WHAT TO DO =
Report how many lines of the rows below contain the word "lawn", and give only that number. Case counts when matching.
[start]
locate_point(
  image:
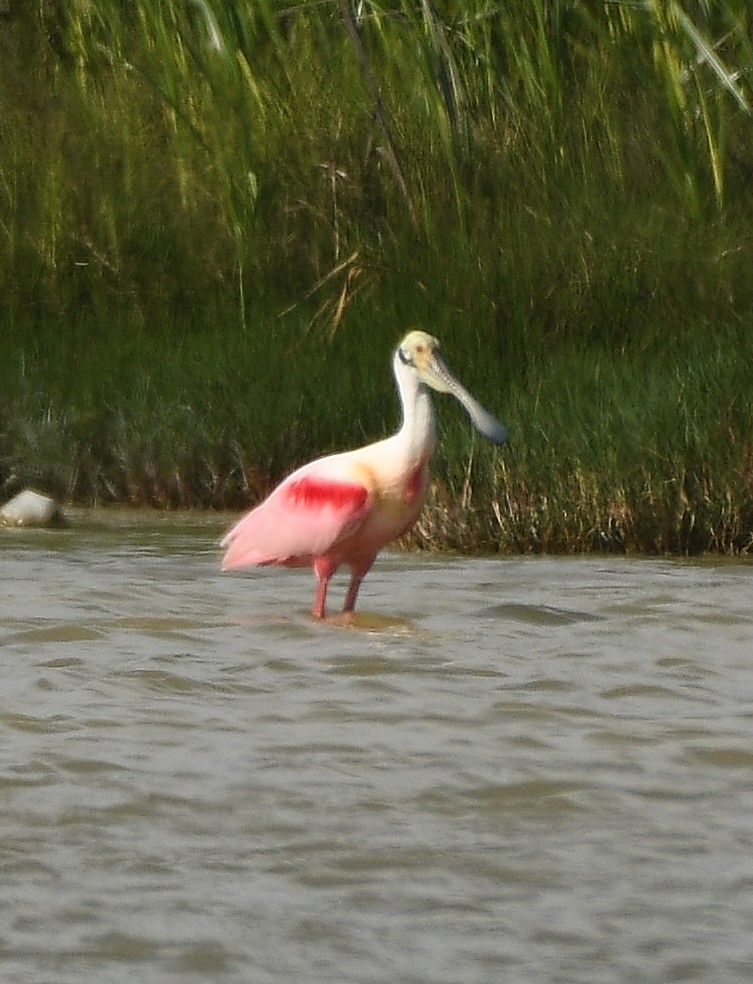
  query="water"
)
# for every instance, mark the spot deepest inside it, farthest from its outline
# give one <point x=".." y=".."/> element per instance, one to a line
<point x="524" y="770"/>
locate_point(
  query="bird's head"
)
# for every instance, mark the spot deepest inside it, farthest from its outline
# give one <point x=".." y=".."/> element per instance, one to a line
<point x="421" y="352"/>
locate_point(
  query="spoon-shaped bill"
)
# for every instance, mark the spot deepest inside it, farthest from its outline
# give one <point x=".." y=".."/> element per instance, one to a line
<point x="441" y="379"/>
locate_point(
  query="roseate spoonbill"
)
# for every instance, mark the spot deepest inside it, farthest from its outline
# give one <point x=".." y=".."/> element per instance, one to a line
<point x="343" y="508"/>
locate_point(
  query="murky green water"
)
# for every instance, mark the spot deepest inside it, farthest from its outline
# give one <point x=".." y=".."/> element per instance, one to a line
<point x="524" y="770"/>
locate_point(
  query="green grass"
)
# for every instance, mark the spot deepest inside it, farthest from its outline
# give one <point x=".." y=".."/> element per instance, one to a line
<point x="216" y="220"/>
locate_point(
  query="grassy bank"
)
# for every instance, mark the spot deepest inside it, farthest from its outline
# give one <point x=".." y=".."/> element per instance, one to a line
<point x="218" y="219"/>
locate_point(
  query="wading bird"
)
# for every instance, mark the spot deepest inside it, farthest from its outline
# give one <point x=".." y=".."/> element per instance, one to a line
<point x="343" y="508"/>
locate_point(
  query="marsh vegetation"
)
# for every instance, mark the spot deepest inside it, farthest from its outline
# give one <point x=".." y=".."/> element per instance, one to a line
<point x="217" y="219"/>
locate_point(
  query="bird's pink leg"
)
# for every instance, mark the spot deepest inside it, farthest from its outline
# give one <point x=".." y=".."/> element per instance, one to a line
<point x="320" y="599"/>
<point x="350" y="597"/>
<point x="324" y="572"/>
<point x="357" y="575"/>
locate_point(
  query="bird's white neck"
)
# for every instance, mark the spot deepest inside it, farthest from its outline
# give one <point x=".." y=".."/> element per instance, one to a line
<point x="418" y="431"/>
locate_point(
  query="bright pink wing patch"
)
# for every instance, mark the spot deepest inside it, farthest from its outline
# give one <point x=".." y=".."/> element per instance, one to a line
<point x="302" y="519"/>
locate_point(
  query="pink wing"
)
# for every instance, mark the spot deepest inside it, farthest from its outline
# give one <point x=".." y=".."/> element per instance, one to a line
<point x="301" y="519"/>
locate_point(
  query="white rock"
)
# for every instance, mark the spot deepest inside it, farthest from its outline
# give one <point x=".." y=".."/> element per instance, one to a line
<point x="30" y="508"/>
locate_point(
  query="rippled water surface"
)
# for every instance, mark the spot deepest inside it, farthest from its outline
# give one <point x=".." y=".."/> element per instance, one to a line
<point x="523" y="770"/>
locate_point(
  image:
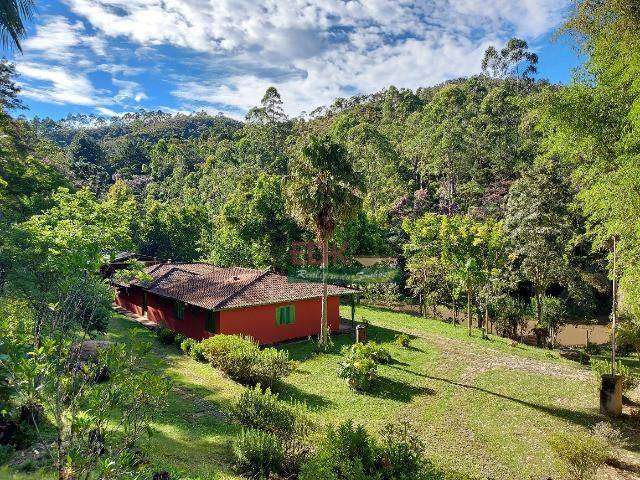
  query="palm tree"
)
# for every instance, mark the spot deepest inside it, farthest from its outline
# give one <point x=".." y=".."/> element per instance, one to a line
<point x="323" y="191"/>
<point x="13" y="13"/>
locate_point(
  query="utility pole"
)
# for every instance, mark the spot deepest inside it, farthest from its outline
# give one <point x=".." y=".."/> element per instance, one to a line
<point x="614" y="313"/>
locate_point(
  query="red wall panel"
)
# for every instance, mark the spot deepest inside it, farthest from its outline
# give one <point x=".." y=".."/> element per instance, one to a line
<point x="260" y="322"/>
<point x="160" y="311"/>
<point x="131" y="299"/>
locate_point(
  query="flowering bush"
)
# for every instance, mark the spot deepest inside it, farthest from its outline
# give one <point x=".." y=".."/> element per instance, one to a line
<point x="359" y="371"/>
<point x="403" y="340"/>
<point x="372" y="350"/>
<point x="242" y="359"/>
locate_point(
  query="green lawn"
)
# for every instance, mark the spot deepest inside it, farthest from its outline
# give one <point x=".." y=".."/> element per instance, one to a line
<point x="483" y="407"/>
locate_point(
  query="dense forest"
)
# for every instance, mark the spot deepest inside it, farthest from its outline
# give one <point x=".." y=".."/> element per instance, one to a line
<point x="501" y="195"/>
<point x="470" y="152"/>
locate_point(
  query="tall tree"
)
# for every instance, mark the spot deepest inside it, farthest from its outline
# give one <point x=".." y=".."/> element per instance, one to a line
<point x="267" y="127"/>
<point x="540" y="228"/>
<point x="323" y="190"/>
<point x="13" y="14"/>
<point x="514" y="60"/>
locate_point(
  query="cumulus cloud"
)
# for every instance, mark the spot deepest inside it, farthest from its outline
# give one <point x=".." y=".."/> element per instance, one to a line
<point x="59" y="86"/>
<point x="227" y="52"/>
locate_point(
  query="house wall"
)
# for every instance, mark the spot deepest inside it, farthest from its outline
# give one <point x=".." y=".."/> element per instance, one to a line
<point x="130" y="298"/>
<point x="160" y="311"/>
<point x="260" y="321"/>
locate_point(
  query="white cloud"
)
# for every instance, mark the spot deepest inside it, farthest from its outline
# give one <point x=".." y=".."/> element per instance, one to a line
<point x="60" y="87"/>
<point x="128" y="90"/>
<point x="312" y="50"/>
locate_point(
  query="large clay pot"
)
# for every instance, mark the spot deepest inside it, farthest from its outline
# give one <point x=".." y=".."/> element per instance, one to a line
<point x="611" y="395"/>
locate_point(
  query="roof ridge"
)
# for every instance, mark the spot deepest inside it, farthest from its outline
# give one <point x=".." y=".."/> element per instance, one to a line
<point x="244" y="287"/>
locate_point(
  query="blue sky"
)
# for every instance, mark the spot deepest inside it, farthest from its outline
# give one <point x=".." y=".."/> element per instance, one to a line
<point x="110" y="57"/>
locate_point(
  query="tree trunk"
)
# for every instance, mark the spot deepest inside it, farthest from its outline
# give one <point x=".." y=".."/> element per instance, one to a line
<point x="324" y="326"/>
<point x="469" y="310"/>
<point x="485" y="325"/>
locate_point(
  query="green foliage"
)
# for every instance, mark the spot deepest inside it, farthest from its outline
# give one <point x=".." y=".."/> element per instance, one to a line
<point x="581" y="455"/>
<point x="166" y="336"/>
<point x="629" y="379"/>
<point x="540" y="228"/>
<point x="509" y="315"/>
<point x="401" y="453"/>
<point x="258" y="454"/>
<point x="349" y="452"/>
<point x="253" y="228"/>
<point x="628" y="334"/>
<point x="360" y="371"/>
<point x="593" y="126"/>
<point x="187" y="345"/>
<point x="403" y="340"/>
<point x="197" y="352"/>
<point x="554" y="314"/>
<point x="242" y="359"/>
<point x="263" y="410"/>
<point x="289" y="422"/>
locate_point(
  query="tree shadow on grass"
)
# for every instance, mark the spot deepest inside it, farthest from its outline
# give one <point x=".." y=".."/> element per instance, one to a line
<point x="389" y="389"/>
<point x="286" y="391"/>
<point x="579" y="418"/>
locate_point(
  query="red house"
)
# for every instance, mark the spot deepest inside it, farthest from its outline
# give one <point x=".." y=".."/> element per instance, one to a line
<point x="200" y="300"/>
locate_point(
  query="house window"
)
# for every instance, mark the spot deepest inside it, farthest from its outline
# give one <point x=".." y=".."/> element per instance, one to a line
<point x="285" y="315"/>
<point x="212" y="322"/>
<point x="178" y="310"/>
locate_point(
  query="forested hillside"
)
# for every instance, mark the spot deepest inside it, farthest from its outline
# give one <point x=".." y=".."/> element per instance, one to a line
<point x="504" y="198"/>
<point x="489" y="153"/>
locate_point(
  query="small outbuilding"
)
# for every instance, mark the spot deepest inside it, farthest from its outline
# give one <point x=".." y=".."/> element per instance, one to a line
<point x="199" y="300"/>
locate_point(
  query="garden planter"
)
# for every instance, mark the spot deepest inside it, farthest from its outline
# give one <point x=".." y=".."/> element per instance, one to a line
<point x="611" y="395"/>
<point x="361" y="334"/>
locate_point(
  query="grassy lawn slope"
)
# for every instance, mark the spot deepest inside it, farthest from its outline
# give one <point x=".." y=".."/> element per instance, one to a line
<point x="483" y="407"/>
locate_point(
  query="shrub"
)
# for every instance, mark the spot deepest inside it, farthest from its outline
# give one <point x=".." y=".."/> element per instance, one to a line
<point x="258" y="453"/>
<point x="603" y="367"/>
<point x="360" y="372"/>
<point x="403" y="340"/>
<point x="579" y="456"/>
<point x="346" y="452"/>
<point x="593" y="349"/>
<point x="609" y="434"/>
<point x="166" y="336"/>
<point x="402" y="453"/>
<point x="264" y="411"/>
<point x="241" y="359"/>
<point x="271" y="364"/>
<point x="260" y="410"/>
<point x="6" y="451"/>
<point x="372" y="350"/>
<point x="187" y="345"/>
<point x="197" y="352"/>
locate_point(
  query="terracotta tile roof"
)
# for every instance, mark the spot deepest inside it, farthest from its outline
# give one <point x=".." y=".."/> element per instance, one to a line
<point x="217" y="288"/>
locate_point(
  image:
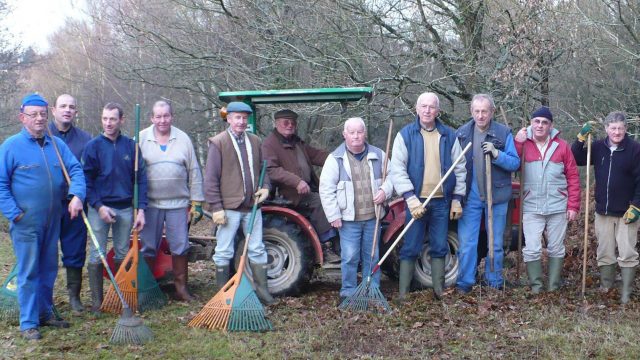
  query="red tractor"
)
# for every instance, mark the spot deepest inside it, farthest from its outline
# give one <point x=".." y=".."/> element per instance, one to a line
<point x="293" y="246"/>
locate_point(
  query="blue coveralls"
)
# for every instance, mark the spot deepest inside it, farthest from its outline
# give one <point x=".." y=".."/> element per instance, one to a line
<point x="469" y="225"/>
<point x="73" y="232"/>
<point x="31" y="182"/>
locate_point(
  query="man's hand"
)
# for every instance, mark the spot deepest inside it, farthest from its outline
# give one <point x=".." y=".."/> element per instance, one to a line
<point x="138" y="224"/>
<point x="415" y="207"/>
<point x="219" y="218"/>
<point x="195" y="213"/>
<point x="632" y="215"/>
<point x="380" y="197"/>
<point x="107" y="214"/>
<point x="456" y="210"/>
<point x="587" y="129"/>
<point x="521" y="136"/>
<point x="303" y="187"/>
<point x="75" y="207"/>
<point x="489" y="148"/>
<point x="261" y="195"/>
[end]
WORKED SOLUTION =
2